Семидесяти лет Павлов – этот безудержный холерик, как он себя именует, – ездит на велосипеде из Удельной в институт, легко выдерживая такие путешествия по два раза в день.
Восьмидесятилетний избранник восьми академий, носитель множества ученых степеней, почетных званий и медалей продолжает увлекаться игрой в городки. «Мышечная радость», его давняя страсть к движению и игре, все еще доставляет ему удовольствие. Его темперамент ничуть не ослаб, такой же бурный, неистовый. И во время гимнастики, и в играх, будь это городки или что-нибудь другое, кажется, будто он вызвал невидимого врага на соревнование.
«Ничего, пристреляемся», – бодро звучит его голос. «Инвалидная команда подтягивается». «Силламяжская академия берет верх, фамилия не подкачала…» Восторженный и счастливый в удачах, он неузнаваем при малейшем проигрыше. По-стариковски нахмуренные брови глядят угрожающе, борода и усы щетинятся; огорченный и мрачный, он недоступен утешению. Но вот кто-то промазал, не рассчитал, и злая издевка летит ему вслед: «Шевелист! Мазило!» Будь то профессор, заслуженный ученый, академик – суровый судья никого не пощадит.

_ОПИСАНИЕ ЗАДАНИЯ:_ Процитируйте дословно фрагмент текста о Павлове, начиная со слов «Семидесяти лет Павлов» и заканчивая словами «раза в день.».

_ДАННЫЕ:_

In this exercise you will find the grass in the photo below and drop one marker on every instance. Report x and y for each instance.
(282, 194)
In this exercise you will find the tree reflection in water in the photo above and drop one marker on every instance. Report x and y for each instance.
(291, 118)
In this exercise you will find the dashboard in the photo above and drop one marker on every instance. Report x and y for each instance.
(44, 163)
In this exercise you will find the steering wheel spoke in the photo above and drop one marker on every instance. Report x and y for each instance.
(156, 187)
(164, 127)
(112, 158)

_РЕЗУЛЬТАТ:_
Семидесяти лет Павлов – этот безудержный холерик, как он себя именует, – ездит на велосипеде из Удельной в институт, легко выдерживая такие путешествия по два раза в день.